▸ **Brief 1**
According to the blog excerpt about Team Mental and Team Lucky, what are the people who start online entertainment concepts usually?
▸ **Brief 2**
Carry on the blog excerpt about Team Mental and Team Lucky from its last sentence.

▸ **Text extract**
Neither Team Mental or Team Lucky go for the obvious way to rack up a billion retweets and hits, which is to stand Sir Lord Not A Sugary Snack under a fucking great anvil and drop the weight on his testicle-faced visage until the cunt stops acting like he’s in charge of anything rather than a raggle-taggle band of comedy dick faces and an empire built on nothing but utter shit. Instead they go the marketing route of talking to the Pod People who live in’t Internet World – the sort of media twats the world would be better off without – basically people living off their parent’s money and who’ve gone into the Big Shitty to start up an online entertainment concept which involves generally fuck all of any use to society at all (like this blog, come to think of it). These people are usually hipsters.

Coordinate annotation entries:

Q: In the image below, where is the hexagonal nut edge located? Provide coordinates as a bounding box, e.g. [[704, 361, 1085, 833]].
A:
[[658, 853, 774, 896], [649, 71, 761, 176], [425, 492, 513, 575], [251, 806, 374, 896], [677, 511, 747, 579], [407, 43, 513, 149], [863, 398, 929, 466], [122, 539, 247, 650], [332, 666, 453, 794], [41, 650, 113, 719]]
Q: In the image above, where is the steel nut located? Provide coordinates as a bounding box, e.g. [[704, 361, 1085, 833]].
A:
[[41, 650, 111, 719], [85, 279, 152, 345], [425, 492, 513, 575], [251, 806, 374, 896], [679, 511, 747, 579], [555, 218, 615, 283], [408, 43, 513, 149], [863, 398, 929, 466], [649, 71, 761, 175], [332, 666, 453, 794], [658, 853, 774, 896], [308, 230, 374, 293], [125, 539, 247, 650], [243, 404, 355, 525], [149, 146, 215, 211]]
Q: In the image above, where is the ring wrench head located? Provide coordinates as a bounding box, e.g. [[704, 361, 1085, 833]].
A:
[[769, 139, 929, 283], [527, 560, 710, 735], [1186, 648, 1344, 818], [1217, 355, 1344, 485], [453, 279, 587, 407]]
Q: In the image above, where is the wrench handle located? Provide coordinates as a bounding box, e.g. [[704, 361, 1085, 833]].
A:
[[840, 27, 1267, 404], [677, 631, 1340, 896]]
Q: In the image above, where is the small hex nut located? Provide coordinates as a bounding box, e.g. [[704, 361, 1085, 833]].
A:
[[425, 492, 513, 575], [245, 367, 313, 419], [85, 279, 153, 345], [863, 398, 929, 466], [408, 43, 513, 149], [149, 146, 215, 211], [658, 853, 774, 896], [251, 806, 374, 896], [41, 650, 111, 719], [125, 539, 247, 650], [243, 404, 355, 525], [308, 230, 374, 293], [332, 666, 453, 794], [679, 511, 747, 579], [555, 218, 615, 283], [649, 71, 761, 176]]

▸ **Right answer 1**
Hipsters.

▸ **Right answer 2**
Anyway, after a few cursory meetings with people who are still virgins the teams get together and start belching out their bollocks video concepts which will decrease the worth of humanity one step at a time (again, like this blog). Team Lucky come up with the concept of a kid’s cookery programme, even though they swear on their grandmother’s hip replacement that it’s actually aimed at knobs in their late teens. It involves people getting messy in the kitchen, and not in the sort of way which WOULD get them a load of re-tweets, if you know what I mean, missus, ooer, fnarr, etc (for those slow on the uptake I’m taking about gentleman’s bongo entertainment, mainly involving penises and vaginas – AND NOT THOSE IN THE CABINET – take THAT satire!!!) Basically it’s Tiswas.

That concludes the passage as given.